** Opening Information given block **

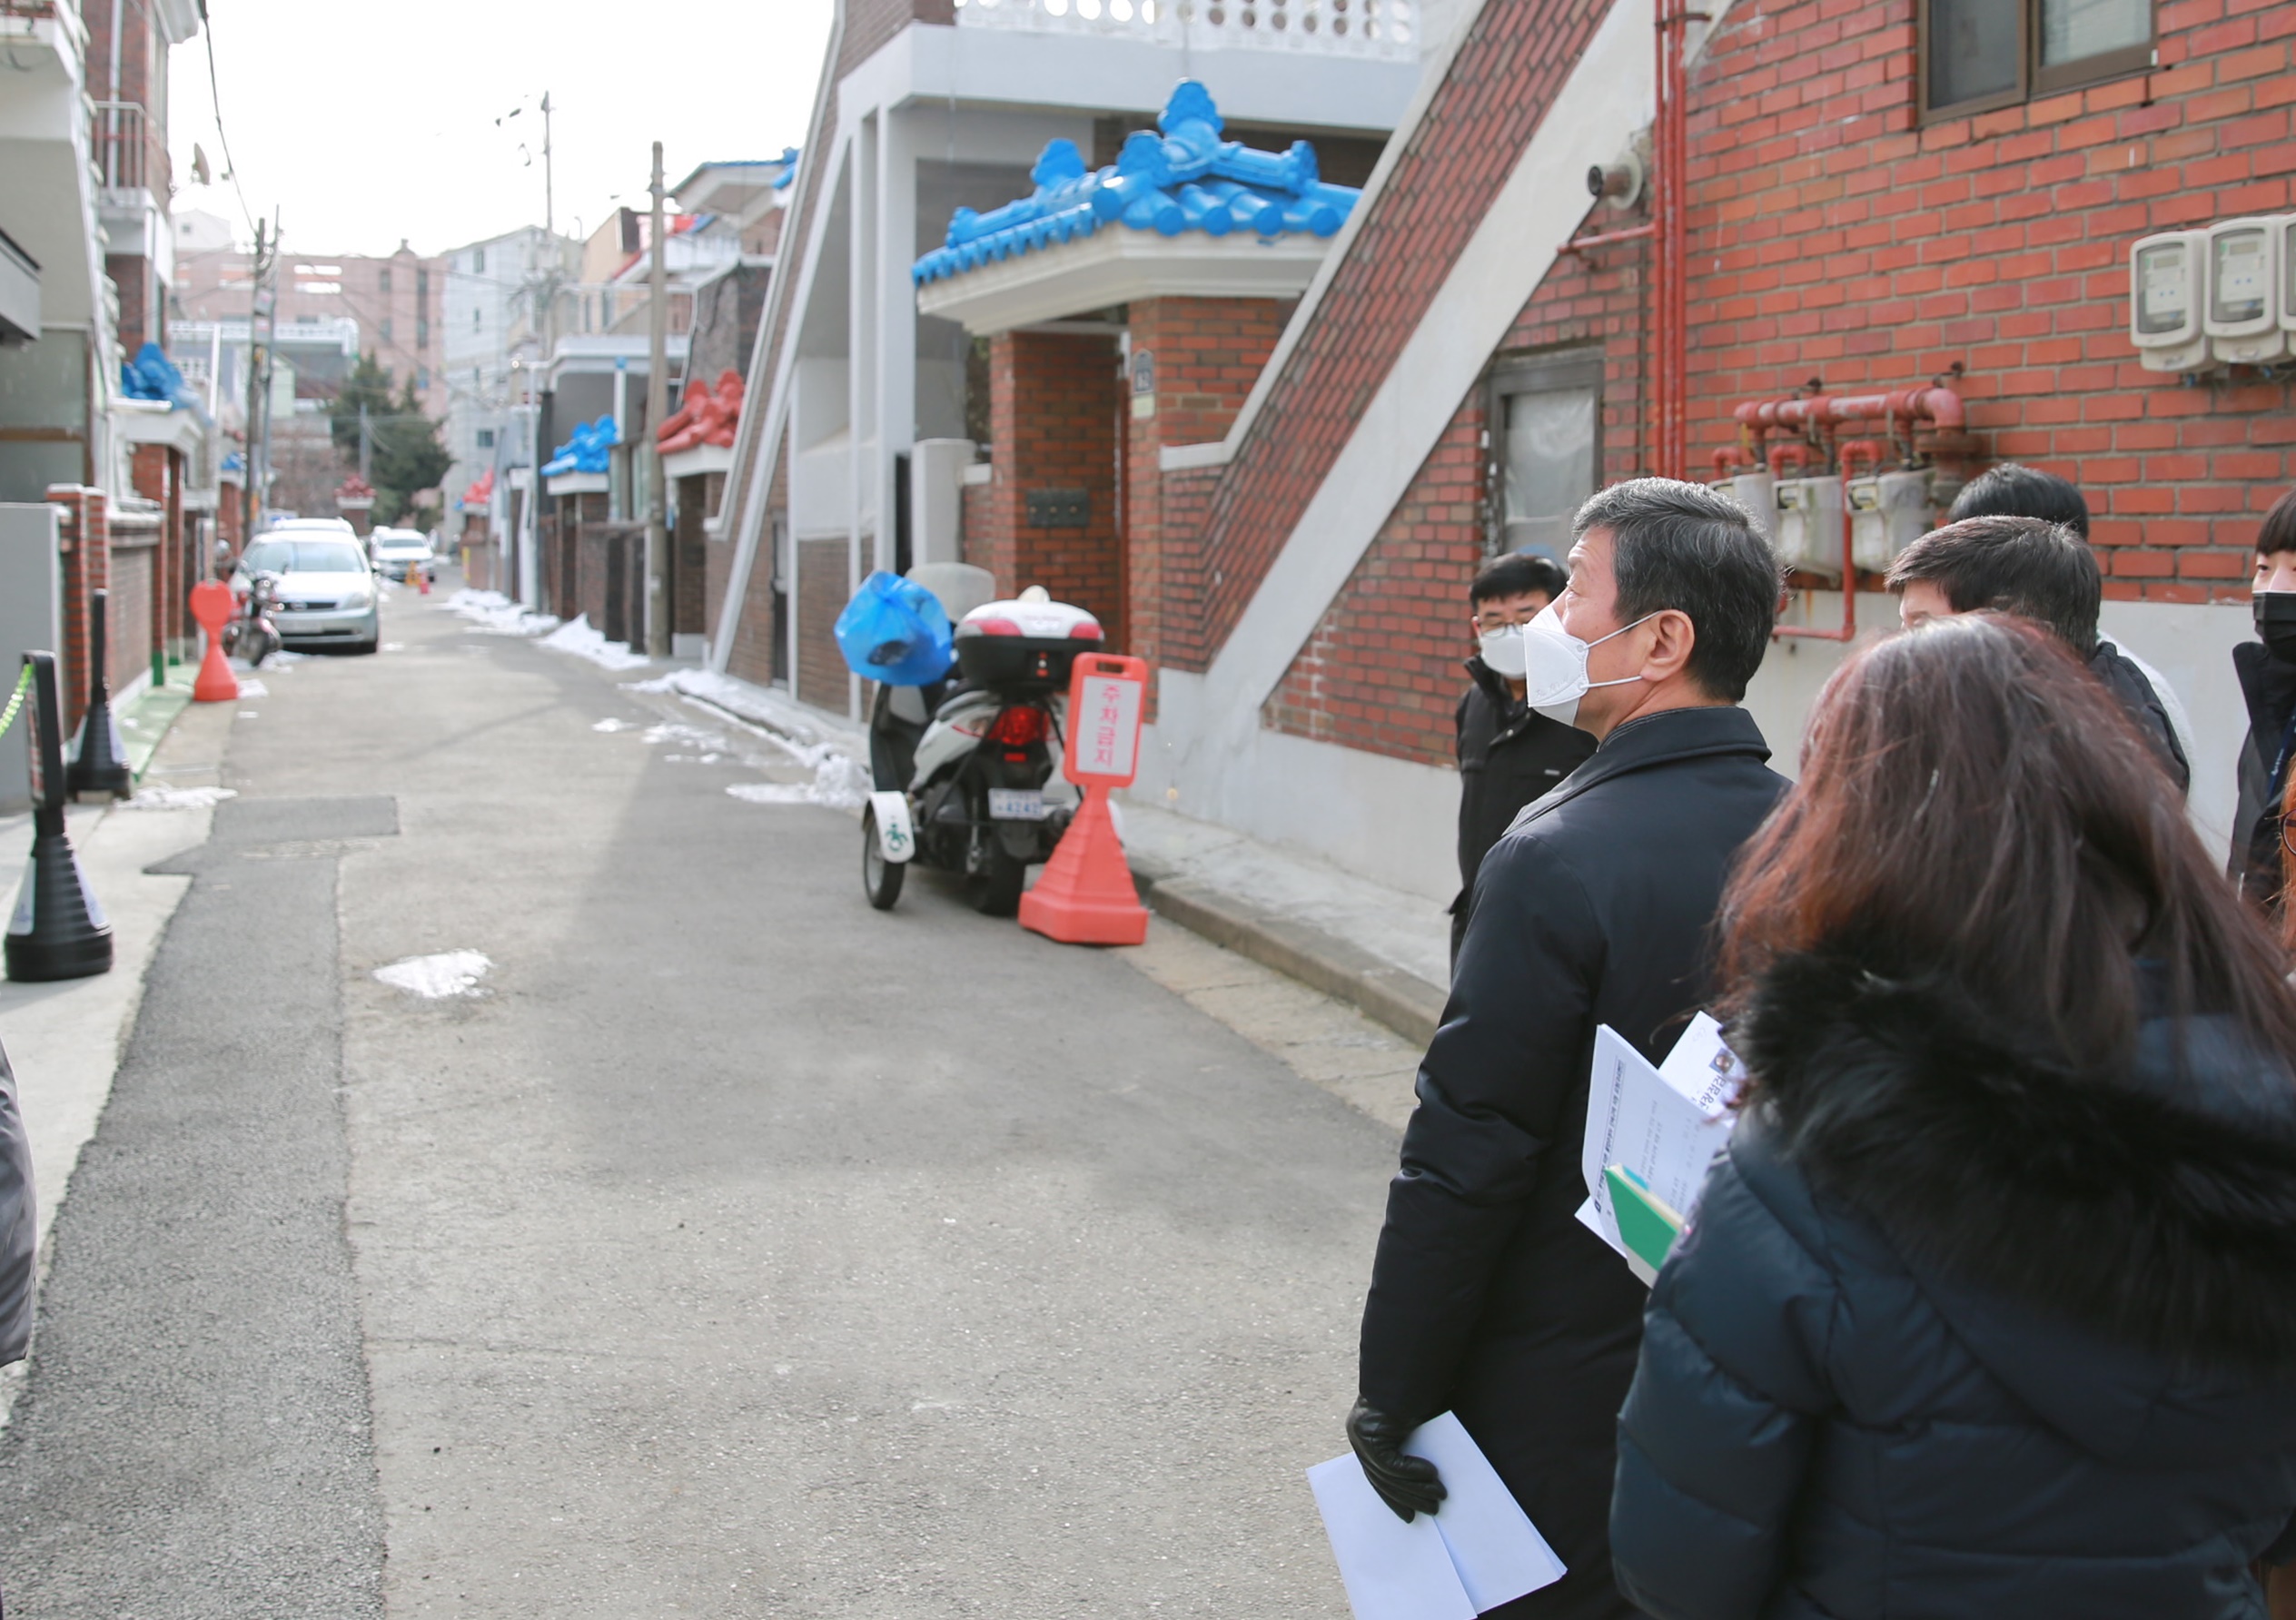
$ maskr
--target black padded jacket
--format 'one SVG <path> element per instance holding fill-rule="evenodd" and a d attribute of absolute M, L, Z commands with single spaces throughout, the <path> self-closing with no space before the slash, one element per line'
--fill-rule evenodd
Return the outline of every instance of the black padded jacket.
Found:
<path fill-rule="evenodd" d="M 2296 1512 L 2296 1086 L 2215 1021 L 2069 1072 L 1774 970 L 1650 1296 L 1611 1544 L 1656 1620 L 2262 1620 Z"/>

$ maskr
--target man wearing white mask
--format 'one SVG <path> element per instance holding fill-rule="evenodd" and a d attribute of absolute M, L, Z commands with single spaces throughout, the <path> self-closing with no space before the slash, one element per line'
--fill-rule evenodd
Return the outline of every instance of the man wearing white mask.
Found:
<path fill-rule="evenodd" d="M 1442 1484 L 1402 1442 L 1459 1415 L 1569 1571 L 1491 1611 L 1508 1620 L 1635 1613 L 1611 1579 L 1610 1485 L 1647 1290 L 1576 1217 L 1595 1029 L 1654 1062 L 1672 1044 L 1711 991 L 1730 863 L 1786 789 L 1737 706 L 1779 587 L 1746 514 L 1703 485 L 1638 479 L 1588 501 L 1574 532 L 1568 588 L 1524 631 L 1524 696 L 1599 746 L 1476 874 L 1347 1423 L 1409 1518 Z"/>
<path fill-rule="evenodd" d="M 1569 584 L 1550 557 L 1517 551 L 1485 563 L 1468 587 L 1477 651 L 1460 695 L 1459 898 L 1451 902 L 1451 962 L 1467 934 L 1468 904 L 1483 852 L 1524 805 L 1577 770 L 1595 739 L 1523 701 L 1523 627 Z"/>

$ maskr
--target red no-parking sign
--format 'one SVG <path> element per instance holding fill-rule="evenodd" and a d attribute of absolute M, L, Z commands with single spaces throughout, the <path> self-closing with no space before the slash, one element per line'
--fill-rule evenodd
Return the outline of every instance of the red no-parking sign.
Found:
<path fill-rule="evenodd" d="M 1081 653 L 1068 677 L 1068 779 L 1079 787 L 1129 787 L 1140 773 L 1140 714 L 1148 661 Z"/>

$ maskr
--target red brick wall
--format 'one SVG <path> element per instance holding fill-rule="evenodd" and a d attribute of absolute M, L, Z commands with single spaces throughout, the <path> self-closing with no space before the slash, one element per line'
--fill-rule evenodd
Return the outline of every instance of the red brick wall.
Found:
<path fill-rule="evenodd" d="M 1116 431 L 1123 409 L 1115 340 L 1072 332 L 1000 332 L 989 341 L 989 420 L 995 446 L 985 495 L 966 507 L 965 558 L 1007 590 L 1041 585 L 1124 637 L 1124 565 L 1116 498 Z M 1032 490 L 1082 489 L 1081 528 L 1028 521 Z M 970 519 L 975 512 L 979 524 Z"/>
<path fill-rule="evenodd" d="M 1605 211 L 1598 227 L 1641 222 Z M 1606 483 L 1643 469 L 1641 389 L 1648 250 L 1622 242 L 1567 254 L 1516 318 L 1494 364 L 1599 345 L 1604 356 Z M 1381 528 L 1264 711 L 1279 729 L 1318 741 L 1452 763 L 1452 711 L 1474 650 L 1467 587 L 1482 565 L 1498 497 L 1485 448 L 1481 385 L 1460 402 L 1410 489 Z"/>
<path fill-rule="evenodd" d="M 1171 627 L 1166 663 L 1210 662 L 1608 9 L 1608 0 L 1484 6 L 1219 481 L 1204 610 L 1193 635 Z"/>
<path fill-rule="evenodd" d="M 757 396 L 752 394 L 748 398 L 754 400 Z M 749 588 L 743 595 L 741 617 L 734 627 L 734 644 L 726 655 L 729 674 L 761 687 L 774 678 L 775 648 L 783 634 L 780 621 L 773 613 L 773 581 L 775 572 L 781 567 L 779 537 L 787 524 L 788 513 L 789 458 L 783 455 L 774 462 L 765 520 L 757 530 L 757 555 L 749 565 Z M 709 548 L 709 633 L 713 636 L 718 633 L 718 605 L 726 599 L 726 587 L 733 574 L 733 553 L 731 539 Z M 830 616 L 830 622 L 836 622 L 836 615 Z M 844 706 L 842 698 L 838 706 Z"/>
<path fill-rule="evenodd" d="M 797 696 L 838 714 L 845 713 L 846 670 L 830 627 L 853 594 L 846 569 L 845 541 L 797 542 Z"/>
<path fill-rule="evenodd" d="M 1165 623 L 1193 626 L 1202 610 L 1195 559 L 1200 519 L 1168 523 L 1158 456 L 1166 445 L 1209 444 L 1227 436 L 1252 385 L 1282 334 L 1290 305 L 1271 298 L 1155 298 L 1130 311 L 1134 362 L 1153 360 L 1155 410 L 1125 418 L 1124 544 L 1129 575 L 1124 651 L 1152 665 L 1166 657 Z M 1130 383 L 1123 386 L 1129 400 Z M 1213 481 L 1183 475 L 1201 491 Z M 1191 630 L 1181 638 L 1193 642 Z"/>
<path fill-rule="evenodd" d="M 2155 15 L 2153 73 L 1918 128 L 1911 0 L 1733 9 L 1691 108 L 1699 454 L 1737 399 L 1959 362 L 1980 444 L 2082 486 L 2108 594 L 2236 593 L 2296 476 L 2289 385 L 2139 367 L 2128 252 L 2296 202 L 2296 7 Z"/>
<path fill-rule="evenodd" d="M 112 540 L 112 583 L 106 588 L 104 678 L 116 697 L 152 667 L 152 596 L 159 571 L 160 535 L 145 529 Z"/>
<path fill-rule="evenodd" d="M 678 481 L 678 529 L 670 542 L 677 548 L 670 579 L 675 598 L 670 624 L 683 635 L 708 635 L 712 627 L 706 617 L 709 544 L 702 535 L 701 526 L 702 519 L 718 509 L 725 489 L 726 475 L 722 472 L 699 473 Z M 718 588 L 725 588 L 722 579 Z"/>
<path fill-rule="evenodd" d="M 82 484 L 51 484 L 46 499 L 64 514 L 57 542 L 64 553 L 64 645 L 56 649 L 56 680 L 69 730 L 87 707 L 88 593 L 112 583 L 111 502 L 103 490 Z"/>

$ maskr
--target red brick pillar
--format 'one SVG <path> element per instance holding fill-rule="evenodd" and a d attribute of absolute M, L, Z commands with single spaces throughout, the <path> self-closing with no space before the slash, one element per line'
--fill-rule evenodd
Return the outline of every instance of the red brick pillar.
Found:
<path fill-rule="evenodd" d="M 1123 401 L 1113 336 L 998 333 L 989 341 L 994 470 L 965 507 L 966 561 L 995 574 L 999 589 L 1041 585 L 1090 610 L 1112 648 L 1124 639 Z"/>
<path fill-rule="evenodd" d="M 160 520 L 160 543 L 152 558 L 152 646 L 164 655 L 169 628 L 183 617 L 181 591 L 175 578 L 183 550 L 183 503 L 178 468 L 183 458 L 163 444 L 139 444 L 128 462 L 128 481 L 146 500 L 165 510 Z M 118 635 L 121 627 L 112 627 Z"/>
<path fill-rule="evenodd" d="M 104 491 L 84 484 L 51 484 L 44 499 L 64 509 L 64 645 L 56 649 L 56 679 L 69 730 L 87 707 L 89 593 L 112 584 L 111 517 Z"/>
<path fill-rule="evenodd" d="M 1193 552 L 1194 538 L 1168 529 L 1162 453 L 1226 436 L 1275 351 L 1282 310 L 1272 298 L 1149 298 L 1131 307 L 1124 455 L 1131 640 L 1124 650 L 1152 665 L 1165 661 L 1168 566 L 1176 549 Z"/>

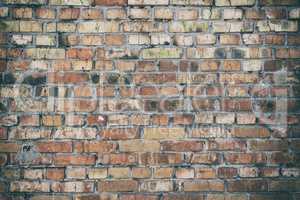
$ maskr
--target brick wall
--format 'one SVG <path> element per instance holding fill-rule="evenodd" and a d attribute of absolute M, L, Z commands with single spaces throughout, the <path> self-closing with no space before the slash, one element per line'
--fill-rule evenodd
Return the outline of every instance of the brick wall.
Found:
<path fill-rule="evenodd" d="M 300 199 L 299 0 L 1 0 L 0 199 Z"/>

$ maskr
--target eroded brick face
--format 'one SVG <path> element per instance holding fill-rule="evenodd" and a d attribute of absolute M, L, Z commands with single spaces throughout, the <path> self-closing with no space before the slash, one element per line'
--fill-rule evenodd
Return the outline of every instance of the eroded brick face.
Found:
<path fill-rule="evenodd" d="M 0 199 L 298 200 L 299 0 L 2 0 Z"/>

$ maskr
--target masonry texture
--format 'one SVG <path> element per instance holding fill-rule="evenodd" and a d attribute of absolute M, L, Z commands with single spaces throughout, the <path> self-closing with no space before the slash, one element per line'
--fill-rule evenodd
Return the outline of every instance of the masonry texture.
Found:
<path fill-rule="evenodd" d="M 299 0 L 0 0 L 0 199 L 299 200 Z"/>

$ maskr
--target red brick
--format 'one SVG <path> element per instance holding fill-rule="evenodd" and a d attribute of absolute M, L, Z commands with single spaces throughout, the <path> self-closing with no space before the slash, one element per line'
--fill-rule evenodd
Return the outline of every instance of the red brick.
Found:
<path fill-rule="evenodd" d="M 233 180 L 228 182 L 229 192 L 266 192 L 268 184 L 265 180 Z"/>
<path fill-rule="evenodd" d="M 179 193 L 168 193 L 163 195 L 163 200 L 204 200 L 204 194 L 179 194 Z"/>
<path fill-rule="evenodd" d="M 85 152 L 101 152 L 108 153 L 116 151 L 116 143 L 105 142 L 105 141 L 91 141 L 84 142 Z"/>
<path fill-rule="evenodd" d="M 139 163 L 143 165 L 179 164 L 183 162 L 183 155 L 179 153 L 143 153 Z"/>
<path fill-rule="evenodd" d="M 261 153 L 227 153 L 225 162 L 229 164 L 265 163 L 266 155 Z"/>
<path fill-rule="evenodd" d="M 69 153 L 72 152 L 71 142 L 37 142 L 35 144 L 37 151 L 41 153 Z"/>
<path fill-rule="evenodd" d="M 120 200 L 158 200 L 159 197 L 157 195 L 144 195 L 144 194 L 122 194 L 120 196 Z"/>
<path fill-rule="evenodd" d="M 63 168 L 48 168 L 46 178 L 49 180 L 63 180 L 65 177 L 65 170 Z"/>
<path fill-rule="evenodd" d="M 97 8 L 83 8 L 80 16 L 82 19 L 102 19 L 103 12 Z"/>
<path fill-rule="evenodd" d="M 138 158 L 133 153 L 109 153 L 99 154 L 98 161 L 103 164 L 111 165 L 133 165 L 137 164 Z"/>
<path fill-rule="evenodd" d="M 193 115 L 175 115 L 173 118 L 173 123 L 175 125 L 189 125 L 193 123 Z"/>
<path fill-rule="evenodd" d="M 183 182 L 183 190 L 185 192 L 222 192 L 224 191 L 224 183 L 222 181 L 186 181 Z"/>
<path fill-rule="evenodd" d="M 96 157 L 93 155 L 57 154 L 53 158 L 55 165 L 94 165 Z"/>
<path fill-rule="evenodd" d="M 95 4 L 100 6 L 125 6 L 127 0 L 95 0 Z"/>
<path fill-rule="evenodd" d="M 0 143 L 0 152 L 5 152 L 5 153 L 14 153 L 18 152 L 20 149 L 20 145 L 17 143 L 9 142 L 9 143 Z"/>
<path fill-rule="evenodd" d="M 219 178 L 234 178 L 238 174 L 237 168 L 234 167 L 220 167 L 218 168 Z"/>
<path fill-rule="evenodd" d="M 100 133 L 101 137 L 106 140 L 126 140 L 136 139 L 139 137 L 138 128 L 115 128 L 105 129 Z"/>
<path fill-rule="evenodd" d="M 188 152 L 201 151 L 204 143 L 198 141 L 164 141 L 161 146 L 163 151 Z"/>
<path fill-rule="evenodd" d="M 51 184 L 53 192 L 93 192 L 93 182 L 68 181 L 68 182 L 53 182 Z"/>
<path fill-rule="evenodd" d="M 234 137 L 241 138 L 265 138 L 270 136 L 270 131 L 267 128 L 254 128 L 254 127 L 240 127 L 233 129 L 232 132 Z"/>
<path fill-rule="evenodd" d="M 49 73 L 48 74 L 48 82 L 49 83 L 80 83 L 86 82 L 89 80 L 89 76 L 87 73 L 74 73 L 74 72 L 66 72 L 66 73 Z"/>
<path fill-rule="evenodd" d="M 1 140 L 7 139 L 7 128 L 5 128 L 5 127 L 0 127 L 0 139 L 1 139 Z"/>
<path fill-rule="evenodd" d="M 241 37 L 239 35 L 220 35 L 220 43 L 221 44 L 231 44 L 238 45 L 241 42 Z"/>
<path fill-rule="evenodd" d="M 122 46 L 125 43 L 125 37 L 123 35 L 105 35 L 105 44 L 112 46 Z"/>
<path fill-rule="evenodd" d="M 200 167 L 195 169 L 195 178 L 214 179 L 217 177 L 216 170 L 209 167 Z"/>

** Closing Information given block **

Throughout the material above, find each line with "brick" and return it.

_Exercise response:_
--target red brick wall
Return the outline of every instance of the red brick wall.
--target red brick pillar
Return the outline of every instance of the red brick pillar.
--target brick wall
Return the outline of every instance of the brick wall.
--target eroded brick face
Return the outline of every instance of the eroded brick face.
--target red brick
Return the outline of every instance of the red brick.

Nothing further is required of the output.